> [Document]
** Begin **
One year ago today I knew my dad’s death was imminent, but I didn’t know the exact day (December 15). No one knew there would be a horrific shooting at an elementary school in Newtown, Connecticut (December 14). Here in Wauwatosa, we didn’t know there would be a tragedy in our own backyard during the early hours of Christmas Eve morning, when a young police officer, Jennifer Sebena, would be killed while on duty by her own husband. Since last December, I have buried others’ loved ones, other innocent people have died as a result of gun violence and other police officers have been killed or wounded in the line of duty. Life goes on, doesn’t it?
I still remember, as a ten year old, lamenting to my dad on December 27, “It will be a WHOLE year until Christmas comes again, it takes SO long!” To which he responded, “The older you get, the shorter the years.” He was thirty-three at the time.
These past two days have provided a wonderful opportunity to sit still for a bit and think back over this year. Sometimes in the plowing ahead from task to task, appointment to appointment, deadline to deadline, I can forget that the life I’m living is the only one I will get. At the end of my days, the measure of my “success” at living this gift won’t be an empty e-mail inbox, a bucket list with all of the goals checked off, or even that I managed to mostly please most of the people most of the time.
** End **
> [Written instruction] Revise the passage of the year-end reflection from "I still remember, as" to "of the time.", substituting "pressing on" for "plowing ahead".

> [Given entries]
** Begin **
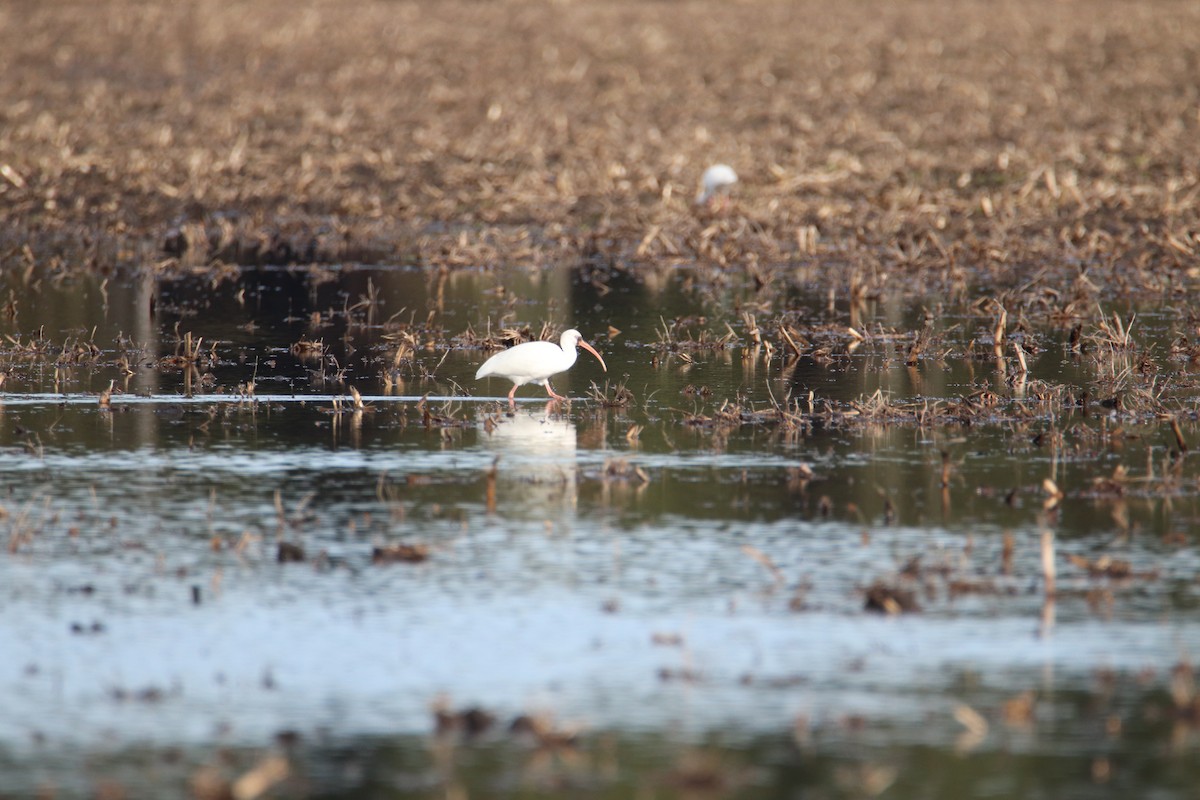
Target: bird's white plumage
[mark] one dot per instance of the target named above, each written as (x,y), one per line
(534,362)
(717,180)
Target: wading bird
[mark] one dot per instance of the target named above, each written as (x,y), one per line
(717,181)
(534,362)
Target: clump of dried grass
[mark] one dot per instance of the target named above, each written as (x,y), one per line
(966,149)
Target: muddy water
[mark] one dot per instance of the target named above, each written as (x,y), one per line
(689,601)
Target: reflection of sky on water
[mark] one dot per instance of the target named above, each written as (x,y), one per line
(552,600)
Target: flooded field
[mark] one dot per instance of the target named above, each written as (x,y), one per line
(889,487)
(714,570)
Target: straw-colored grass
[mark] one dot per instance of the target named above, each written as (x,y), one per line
(1002,143)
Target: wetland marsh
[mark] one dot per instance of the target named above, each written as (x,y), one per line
(889,488)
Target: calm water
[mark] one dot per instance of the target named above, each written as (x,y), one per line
(690,601)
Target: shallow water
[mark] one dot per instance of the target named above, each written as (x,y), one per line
(694,595)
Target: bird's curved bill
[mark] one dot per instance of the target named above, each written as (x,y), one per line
(593,352)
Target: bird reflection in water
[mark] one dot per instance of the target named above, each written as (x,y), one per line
(535,471)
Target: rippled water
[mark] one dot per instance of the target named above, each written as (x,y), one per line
(693,593)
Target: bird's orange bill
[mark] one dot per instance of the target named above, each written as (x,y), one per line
(593,352)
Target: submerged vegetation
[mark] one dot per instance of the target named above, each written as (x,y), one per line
(935,361)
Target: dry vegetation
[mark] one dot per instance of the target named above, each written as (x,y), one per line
(997,142)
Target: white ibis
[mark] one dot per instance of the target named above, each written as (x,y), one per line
(534,362)
(717,181)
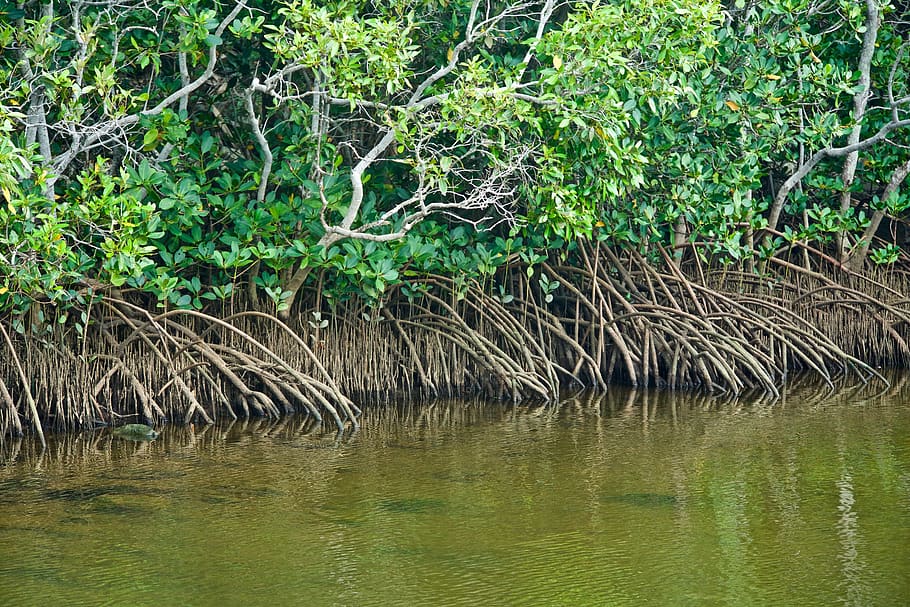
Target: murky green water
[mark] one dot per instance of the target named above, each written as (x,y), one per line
(632,499)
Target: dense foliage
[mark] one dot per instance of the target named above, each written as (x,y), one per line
(201,151)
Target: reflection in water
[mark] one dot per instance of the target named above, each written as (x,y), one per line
(627,498)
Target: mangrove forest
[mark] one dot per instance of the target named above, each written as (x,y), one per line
** End **
> [Task output]
I still remember, as a ten year old, lamenting to my dad on December 27, “It will be a WHOLE year until Christmas comes again, it takes SO long!” To which he responded, “The older you get, the shorter the years.” He was thirty-three at the time.
These past two days have provided a wonderful opportunity to sit still for a bit and think back over this year. Sometimes in the pressing on from task to task, appointment to appointment, deadline to deadline, I can forget that the life I’m living is the only one I will get. At the end of my days, the measure of my “success” at living this gift won’t be an empty e-mail inbox, a bucket list with all of the goals checked off, or even that I managed to mostly please most of the people most of the time.